··· Registros

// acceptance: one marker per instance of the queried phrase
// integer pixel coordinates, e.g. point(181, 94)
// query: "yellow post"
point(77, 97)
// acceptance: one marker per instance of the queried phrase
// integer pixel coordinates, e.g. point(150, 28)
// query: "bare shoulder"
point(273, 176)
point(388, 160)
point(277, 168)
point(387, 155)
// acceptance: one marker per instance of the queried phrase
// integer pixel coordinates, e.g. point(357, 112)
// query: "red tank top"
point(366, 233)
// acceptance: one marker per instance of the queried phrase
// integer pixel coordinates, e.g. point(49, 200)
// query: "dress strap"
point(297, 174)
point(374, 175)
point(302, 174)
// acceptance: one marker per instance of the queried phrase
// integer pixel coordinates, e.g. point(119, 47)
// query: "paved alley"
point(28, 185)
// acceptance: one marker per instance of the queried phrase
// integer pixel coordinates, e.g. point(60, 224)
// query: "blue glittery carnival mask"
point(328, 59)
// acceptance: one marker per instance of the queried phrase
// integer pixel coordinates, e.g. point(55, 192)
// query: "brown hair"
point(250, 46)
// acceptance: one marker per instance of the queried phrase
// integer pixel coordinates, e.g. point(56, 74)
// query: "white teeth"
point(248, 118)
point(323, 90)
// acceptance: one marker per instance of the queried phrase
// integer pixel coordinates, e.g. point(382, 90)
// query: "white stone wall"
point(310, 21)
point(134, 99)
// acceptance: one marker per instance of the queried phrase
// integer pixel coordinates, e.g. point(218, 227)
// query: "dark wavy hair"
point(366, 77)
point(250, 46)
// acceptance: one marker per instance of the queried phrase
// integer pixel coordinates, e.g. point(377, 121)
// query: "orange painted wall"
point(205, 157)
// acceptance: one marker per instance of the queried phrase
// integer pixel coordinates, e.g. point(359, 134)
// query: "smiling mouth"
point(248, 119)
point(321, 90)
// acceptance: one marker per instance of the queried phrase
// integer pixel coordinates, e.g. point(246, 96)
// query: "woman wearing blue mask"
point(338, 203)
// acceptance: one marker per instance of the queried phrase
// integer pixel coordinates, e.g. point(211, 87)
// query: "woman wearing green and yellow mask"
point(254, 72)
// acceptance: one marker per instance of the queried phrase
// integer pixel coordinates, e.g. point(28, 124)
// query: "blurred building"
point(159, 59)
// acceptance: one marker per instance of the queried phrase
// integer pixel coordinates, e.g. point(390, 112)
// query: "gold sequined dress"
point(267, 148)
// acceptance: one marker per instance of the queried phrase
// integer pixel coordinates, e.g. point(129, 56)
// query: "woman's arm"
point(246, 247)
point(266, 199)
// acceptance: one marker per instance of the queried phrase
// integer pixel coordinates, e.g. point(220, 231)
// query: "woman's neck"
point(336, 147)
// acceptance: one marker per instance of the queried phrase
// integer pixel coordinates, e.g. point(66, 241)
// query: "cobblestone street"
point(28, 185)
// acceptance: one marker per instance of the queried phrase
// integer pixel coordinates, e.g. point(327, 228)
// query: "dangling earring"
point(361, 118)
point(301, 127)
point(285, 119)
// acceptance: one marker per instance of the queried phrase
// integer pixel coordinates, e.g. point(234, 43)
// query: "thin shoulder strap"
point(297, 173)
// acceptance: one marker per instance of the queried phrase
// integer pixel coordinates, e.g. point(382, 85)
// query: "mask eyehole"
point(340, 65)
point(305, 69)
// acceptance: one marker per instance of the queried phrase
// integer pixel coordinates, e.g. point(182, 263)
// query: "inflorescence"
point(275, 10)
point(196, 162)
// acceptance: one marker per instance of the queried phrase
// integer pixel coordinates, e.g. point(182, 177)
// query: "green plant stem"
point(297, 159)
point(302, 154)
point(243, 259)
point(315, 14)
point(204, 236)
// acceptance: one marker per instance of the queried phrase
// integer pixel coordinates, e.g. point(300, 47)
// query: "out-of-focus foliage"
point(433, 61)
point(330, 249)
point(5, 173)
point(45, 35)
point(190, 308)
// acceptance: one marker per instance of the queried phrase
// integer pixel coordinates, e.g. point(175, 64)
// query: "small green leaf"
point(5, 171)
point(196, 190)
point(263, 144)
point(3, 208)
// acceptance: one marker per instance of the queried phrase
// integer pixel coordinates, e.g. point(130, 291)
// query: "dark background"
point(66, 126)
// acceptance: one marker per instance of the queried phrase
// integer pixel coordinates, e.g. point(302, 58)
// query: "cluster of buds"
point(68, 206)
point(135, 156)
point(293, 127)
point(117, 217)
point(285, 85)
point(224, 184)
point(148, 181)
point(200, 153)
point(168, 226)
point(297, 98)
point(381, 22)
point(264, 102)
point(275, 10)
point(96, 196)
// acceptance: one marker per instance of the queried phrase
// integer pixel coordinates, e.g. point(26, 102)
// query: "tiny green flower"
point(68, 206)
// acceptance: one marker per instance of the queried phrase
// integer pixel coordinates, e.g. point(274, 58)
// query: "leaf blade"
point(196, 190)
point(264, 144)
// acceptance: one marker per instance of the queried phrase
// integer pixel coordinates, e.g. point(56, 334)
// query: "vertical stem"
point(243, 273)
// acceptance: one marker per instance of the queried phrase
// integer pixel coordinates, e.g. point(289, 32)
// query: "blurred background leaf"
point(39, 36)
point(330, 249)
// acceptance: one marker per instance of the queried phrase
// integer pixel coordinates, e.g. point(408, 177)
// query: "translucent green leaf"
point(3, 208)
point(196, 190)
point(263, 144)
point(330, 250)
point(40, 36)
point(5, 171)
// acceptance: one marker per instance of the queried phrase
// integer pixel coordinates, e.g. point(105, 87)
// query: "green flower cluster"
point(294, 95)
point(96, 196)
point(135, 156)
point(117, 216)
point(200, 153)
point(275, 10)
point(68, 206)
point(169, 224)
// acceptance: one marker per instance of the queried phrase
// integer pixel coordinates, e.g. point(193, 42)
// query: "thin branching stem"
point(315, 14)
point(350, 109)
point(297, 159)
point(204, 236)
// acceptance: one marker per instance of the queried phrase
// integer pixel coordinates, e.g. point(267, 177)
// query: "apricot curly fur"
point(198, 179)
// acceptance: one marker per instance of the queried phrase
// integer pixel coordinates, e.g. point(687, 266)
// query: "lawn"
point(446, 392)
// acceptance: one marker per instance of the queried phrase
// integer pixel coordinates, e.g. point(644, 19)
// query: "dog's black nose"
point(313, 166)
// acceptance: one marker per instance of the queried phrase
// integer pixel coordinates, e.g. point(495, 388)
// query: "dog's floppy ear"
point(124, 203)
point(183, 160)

······

Qué hay que hacer:
Copia otra vez los registros de arriba, pero cambia "queried phrase" por "requested phrase" y deja todo lo demás igual.

La solución:
// acceptance: one marker per instance of the requested phrase
// integer pixel coordinates, e.g. point(181, 94)
// query: "yellow post"
point(77, 97)
// acceptance: one marker per instance of the requested phrase
// integer pixel coordinates, e.g. point(150, 28)
// query: "bare shoulder"
point(273, 176)
point(388, 160)
point(277, 168)
point(387, 155)
// acceptance: one marker per instance of the requested phrase
// integer pixel coordinates, e.g. point(357, 112)
// query: "red tank top"
point(366, 233)
// acceptance: one marker per instance of the requested phrase
// integer pixel coordinates, e.g. point(49, 200)
// query: "dress strap"
point(297, 174)
point(374, 175)
point(302, 174)
// acceptance: one marker per instance of the requested phrase
// integer pixel coordinates, e.g. point(119, 47)
// query: "paved alley"
point(28, 185)
// acceptance: one marker per instance of the requested phrase
// integer pixel coordinates, e.g. point(60, 224)
// query: "blue glittery carnival mask"
point(328, 59)
// acceptance: one marker per instance of the requested phrase
// integer pixel coordinates, e.g. point(55, 192)
// query: "brown hair"
point(250, 46)
// acceptance: one marker per instance of the requested phrase
// integer pixel coordinates, e.g. point(56, 74)
// query: "white teeth"
point(248, 118)
point(323, 90)
// acceptance: one marker per instance of the requested phrase
// integer pixel coordinates, e.g. point(382, 90)
// query: "white stone wall"
point(310, 21)
point(134, 99)
// acceptance: one marker per instance of the requested phrase
// integer pixel coordinates, e.g. point(218, 227)
// query: "dark wavy hair"
point(366, 77)
point(250, 46)
// acceptance: one marker per instance of the requested phrase
// integer pixel coordinates, e.g. point(377, 121)
// query: "orange painted wall"
point(205, 157)
// acceptance: one marker per instance of the requested phrase
// integer pixel coordinates, e.g. point(359, 134)
// query: "smiling mouth"
point(248, 119)
point(321, 90)
// acceptance: one marker per instance of the requested phrase
// integer pixel coordinates, e.g. point(246, 96)
// query: "woman wearing blue mask"
point(338, 203)
// acceptance: one marker per instance of the requested phrase
// integer pixel coordinates, e.g. point(211, 87)
// query: "woman wearing green and yellow mask"
point(254, 72)
// acceptance: one marker per instance of the requested phrase
// integer pixel coordinates, e.g. point(28, 124)
// query: "blurred building"
point(159, 59)
// acceptance: one marker per instance of the requested phrase
// integer pixel coordinates, e.g. point(390, 112)
// query: "gold sequined dress"
point(267, 148)
// acceptance: one marker per instance of the requested phrase
// integer pixel coordinates, e.g. point(129, 56)
// query: "woman's arm"
point(246, 247)
point(266, 199)
// acceptance: one marker per instance of the requested phrase
// integer pixel coordinates, e.g. point(220, 231)
// query: "woman's neck"
point(336, 147)
// acceptance: one marker per instance of the requested phrase
// integer pixel coordinates, e.g. point(66, 241)
// query: "cobblestone street"
point(28, 185)
// acceptance: one marker per instance of the requested phrase
// integer pixel coordinates, e.g. point(327, 228)
// query: "dangling earring"
point(361, 118)
point(301, 127)
point(285, 119)
// acceptance: one marker per instance of the requested phrase
// integer pixel coordinates, e.g. point(234, 43)
// query: "thin shoulder strap"
point(297, 173)
// acceptance: one marker per instance of the requested phrase
// integer pixel coordinates, e.g. point(382, 85)
// query: "mask eyehole"
point(340, 65)
point(305, 69)
// acceptance: one marker per instance of the requested phrase
// integer pixel coordinates, e.g. point(182, 263)
// query: "inflorescence"
point(275, 10)
point(196, 162)
// acceptance: one marker per instance of the requested phrase
// integer pixel coordinates, e.g. point(182, 177)
// query: "green plant stem"
point(297, 159)
point(302, 154)
point(243, 259)
point(315, 14)
point(204, 236)
// acceptance: one marker per instance of the requested phrase
// integer pixel coordinates, e.g. point(300, 47)
// query: "out-of-focus foliage"
point(433, 61)
point(330, 249)
point(5, 173)
point(45, 35)
point(190, 308)
// acceptance: one marker per instance of the requested phrase
// integer pixel coordinates, e.g. point(175, 64)
// query: "small green leaf"
point(5, 171)
point(196, 190)
point(263, 144)
point(3, 208)
// acceptance: one marker per instance of the requested phrase
// integer pixel coordinates, e.g. point(130, 291)
// query: "dark background"
point(66, 126)
// acceptance: one marker per instance of the requested phrase
// integer pixel coordinates, e.g. point(302, 58)
// query: "cluster of buds"
point(68, 206)
point(135, 156)
point(293, 127)
point(117, 217)
point(285, 85)
point(224, 184)
point(148, 181)
point(200, 153)
point(168, 226)
point(297, 98)
point(381, 22)
point(264, 102)
point(275, 10)
point(96, 196)
// acceptance: one marker per instance of the requested phrase
// integer pixel coordinates, e.g. point(26, 102)
// query: "tiny green flower"
point(68, 206)
// acceptance: one marker per instance of the requested phrase
// integer pixel coordinates, e.g. point(274, 58)
// query: "leaf blade"
point(196, 190)
point(264, 144)
// acceptance: one marker per instance of the requested phrase
// integer pixel coordinates, e.g. point(56, 334)
// query: "vertical stem"
point(243, 273)
// acceptance: one marker per instance of the requested phrase
// integer pixel coordinates, e.g. point(289, 32)
// query: "blurred background leaf"
point(39, 36)
point(330, 249)
// acceptance: one marker per instance of the requested phrase
// integer pixel coordinates, e.g. point(408, 177)
// query: "translucent green leaf"
point(3, 208)
point(196, 190)
point(263, 144)
point(330, 250)
point(40, 36)
point(5, 171)
// acceptance: one marker per instance of the requested phrase
// integer pixel coordinates, e.g. point(105, 87)
// query: "green flower cluster"
point(294, 95)
point(96, 196)
point(135, 156)
point(117, 216)
point(200, 153)
point(275, 10)
point(68, 206)
point(169, 224)
// acceptance: one marker per instance of the requested phrase
// integer pixel coordinates, e.g. point(193, 42)
// query: "thin branching stem"
point(315, 14)
point(350, 109)
point(297, 159)
point(204, 236)
// acceptance: one marker per instance of the requested phrase
// integer pixel coordinates, e.g. point(267, 177)
// query: "apricot curly fur"
point(198, 179)
// acceptance: one marker per instance of the requested phrase
// integer pixel coordinates, e.g. point(687, 266)
// query: "lawn"
point(446, 392)
// acceptance: one marker per instance of the requested phrase
// integer pixel coordinates, e.g. point(644, 19)
// query: "dog's black nose"
point(313, 166)
// acceptance: one marker per instance of the requested phrase
// integer pixel coordinates, e.g. point(495, 388)
// query: "dog's floppy ear"
point(124, 203)
point(183, 160)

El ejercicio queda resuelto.